Scale the part of the entries below that opens with their first line and closes with the line containing "point(296, 714)", both ends included: rewrite every line in that span, requests too, multiplying each answer coordinate by 2.5 and rounding to whole numbers, with halves going up. Leave out everything after that closing line.

(Entries from a data source)
** START **
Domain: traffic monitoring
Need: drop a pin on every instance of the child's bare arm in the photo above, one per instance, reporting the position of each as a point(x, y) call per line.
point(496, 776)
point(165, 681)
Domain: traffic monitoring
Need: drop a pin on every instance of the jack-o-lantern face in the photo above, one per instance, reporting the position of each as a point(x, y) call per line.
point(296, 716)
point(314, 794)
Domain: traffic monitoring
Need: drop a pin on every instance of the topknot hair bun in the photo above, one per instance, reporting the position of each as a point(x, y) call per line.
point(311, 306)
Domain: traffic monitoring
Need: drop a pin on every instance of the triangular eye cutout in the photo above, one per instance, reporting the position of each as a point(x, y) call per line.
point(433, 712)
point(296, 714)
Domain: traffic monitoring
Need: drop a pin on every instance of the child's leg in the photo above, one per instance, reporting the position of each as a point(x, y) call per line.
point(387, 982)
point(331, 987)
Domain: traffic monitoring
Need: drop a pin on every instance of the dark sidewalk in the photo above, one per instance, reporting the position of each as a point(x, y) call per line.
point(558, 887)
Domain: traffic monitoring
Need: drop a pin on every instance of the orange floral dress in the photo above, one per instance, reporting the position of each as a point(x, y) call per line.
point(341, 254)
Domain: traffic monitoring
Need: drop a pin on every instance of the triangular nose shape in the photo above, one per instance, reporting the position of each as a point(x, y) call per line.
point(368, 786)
** END **
Output.
Domain: traffic monitoring
Need: drop a pin on every instance of the child's bare arm in the photo above, one per instance, reporting the position of each as a point(x, y) call per line.
point(1240, 1940)
point(413, 1703)
Domain: traffic monitoring
Need: drop a pin on every instance of the jack-o-lantern face in the photo above, one per instance, reporting the position of each as a point(x, y) call per line.
point(740, 1790)
point(785, 1985)
Domain: traffic monitoring
Need: drop a pin on every instance of the topknot hair bun in the photo above, one per instance, reporting the position of each as a point(x, y) call per line.
point(778, 765)
Domain: traffic monitoring
Need: drop a pin on every instance of the triangular eye cutout in the photo above, one per instance, reporting the position of each as a point(x, y) call per line.
point(1083, 1780)
point(740, 1785)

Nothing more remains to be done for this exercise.